> Work item
Set down all of the records below exactly, please, omitting the images.

▬▬▬▬▬▬▬▬▬▬

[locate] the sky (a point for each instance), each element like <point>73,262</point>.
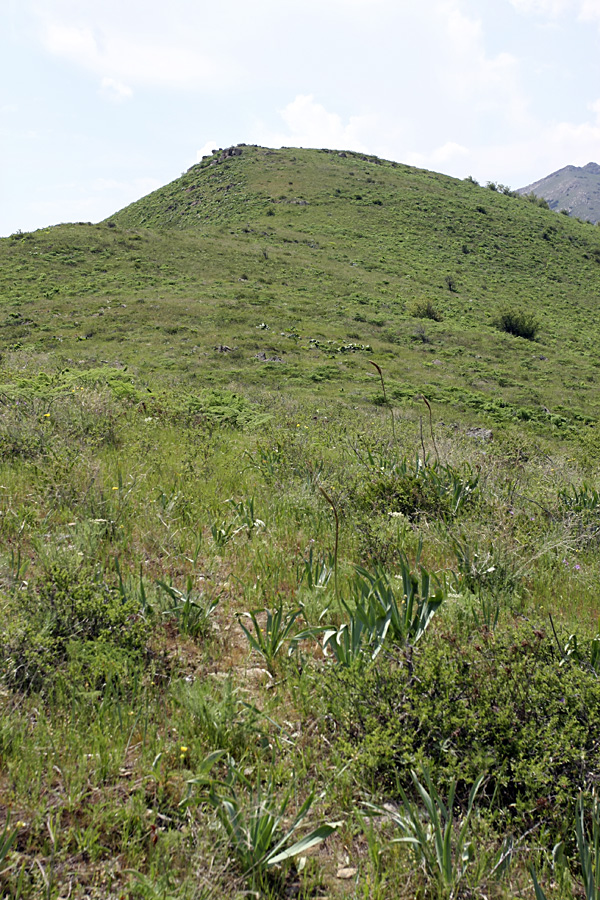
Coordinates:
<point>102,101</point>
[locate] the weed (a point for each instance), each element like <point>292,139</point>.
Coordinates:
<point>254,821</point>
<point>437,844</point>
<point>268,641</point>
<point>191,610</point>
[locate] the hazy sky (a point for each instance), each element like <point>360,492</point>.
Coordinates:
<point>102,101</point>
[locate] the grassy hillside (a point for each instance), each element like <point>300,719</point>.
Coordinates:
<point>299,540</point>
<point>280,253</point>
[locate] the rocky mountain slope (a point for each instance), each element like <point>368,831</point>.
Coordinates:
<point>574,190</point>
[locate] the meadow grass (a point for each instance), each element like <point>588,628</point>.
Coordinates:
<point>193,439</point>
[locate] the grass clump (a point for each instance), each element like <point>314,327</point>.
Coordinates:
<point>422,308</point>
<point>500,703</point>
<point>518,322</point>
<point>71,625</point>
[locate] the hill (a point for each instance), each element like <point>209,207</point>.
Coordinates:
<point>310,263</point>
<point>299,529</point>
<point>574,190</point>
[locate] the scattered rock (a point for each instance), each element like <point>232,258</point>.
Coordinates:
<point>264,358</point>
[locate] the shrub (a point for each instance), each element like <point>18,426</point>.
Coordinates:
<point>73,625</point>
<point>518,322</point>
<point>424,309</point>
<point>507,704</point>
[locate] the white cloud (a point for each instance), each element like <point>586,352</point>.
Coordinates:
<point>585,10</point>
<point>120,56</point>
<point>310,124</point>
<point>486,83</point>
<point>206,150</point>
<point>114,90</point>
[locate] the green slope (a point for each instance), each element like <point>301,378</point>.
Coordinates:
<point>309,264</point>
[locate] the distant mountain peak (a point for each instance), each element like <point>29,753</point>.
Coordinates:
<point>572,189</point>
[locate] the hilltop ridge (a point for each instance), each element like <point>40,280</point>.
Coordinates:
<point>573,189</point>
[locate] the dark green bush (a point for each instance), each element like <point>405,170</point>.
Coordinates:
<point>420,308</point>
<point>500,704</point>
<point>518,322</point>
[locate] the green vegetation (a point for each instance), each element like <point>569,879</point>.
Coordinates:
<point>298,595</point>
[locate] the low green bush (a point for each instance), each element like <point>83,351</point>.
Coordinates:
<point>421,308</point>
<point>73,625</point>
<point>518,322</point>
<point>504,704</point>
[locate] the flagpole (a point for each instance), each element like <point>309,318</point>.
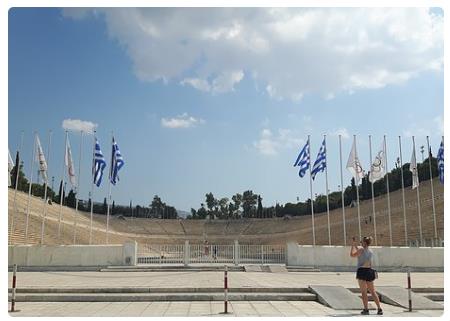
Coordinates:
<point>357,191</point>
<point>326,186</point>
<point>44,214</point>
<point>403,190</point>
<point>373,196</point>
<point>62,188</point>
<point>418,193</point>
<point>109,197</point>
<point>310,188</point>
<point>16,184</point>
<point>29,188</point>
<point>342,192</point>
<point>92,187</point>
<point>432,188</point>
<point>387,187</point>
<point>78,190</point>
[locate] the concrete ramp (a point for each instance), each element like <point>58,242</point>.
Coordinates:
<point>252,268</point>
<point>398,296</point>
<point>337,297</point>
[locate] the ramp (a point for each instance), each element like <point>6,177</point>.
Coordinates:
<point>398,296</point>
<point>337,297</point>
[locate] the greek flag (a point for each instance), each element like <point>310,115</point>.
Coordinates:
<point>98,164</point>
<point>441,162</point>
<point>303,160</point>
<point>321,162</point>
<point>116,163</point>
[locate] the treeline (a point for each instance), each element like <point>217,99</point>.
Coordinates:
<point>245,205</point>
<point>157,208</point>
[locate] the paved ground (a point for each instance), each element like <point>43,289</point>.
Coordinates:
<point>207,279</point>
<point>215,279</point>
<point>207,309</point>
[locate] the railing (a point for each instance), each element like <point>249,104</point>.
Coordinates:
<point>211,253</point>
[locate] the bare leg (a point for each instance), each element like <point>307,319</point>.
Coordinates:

▬▬▬▬▬▬▬▬▬▬

> Output of the exercise
[locate] the sky (a point for each instance), each element like <point>73,262</point>.
Coordinates:
<point>102,101</point>
[locate] the weed (a point for each instance), each element like <point>292,139</point>.
Coordinates:
<point>254,821</point>
<point>437,844</point>
<point>268,641</point>
<point>191,610</point>
[locate] the hazy sky (a point for each instance), each element like <point>360,492</point>.
Coordinates:
<point>102,101</point>
[locate] the grassy hillside (a point for each instance), each element like <point>300,719</point>.
Coordinates:
<point>299,540</point>
<point>280,253</point>
[locate] the rocky mountain slope (a point for each instance), each element like <point>368,831</point>.
Coordinates:
<point>574,190</point>
[locate] the meadow grass (a point for each instance), each element like <point>588,628</point>.
Coordinates:
<point>193,439</point>
[locate] the grass clump (a point for each instance), each element like <point>314,327</point>.
Coordinates:
<point>422,308</point>
<point>500,703</point>
<point>518,322</point>
<point>71,625</point>
[locate] the hill (a point for each instance), each element like <point>209,207</point>.
Coordinates:
<point>310,263</point>
<point>299,529</point>
<point>574,190</point>
[locate] the scattered rock (a point for each instance), each element like <point>232,258</point>.
Coordinates:
<point>264,358</point>
[locate] the shrub (a point for each instance), each element like <point>18,426</point>.
Coordinates:
<point>73,625</point>
<point>518,322</point>
<point>424,309</point>
<point>507,704</point>
[locate] the white cloud (a point for each instance), each element like <point>586,352</point>.
Coordinates:
<point>585,10</point>
<point>120,56</point>
<point>310,124</point>
<point>486,83</point>
<point>206,150</point>
<point>114,90</point>
[locate] the green slope (a point for each instance), each element like <point>301,378</point>.
Coordinates:
<point>309,264</point>
[locate] the distant mountain peak (a point for each instance), each element like <point>29,753</point>.
Coordinates:
<point>572,189</point>
[locate] the hilltop ridge (a point for each instance), each element like <point>40,280</point>.
Coordinates:
<point>573,189</point>
[locate] the dark green bush (a point for each instance), each element like <point>405,170</point>.
Coordinates:
<point>420,308</point>
<point>500,704</point>
<point>518,322</point>
[locate] the green vegetation (a point for each instance), each element like <point>569,879</point>.
Coordinates:
<point>298,595</point>
[locate] the low green bush (a point for each instance), each element like <point>83,351</point>.
Coordinates:
<point>421,308</point>
<point>73,625</point>
<point>518,322</point>
<point>504,704</point>
[locate] the flagpole (a point for each instance), each element like <point>309,318</point>.
Coordinates:
<point>357,191</point>
<point>326,186</point>
<point>44,214</point>
<point>403,190</point>
<point>373,196</point>
<point>62,188</point>
<point>418,193</point>
<point>109,197</point>
<point>310,188</point>
<point>16,184</point>
<point>29,188</point>
<point>342,192</point>
<point>92,187</point>
<point>432,188</point>
<point>387,187</point>
<point>78,190</point>
[locate] the concrete ramp (a point for each instance), each element like <point>58,242</point>.
Coordinates:
<point>252,268</point>
<point>398,296</point>
<point>337,297</point>
[locate] the ramp (a point for each instance), each element like <point>6,177</point>.
Coordinates:
<point>398,296</point>
<point>337,297</point>
[locate] the greek flag (a point for each instance), each element like <point>310,115</point>.
Coordinates:
<point>98,164</point>
<point>441,162</point>
<point>303,160</point>
<point>321,162</point>
<point>116,163</point>
[locate] the treeline (a point for each instance), each element like <point>217,99</point>.
Coordinates:
<point>245,205</point>
<point>157,208</point>
[locate] the paved ground (a point for each instance), each element like <point>43,289</point>.
Coordinates:
<point>207,279</point>
<point>215,279</point>
<point>207,309</point>
[locate] the railing (a point for each instance), each element like <point>249,104</point>.
Coordinates:
<point>211,253</point>
[locate] the bare leg (a point for each instance), each element like <point>307,319</point>.
Coordinates:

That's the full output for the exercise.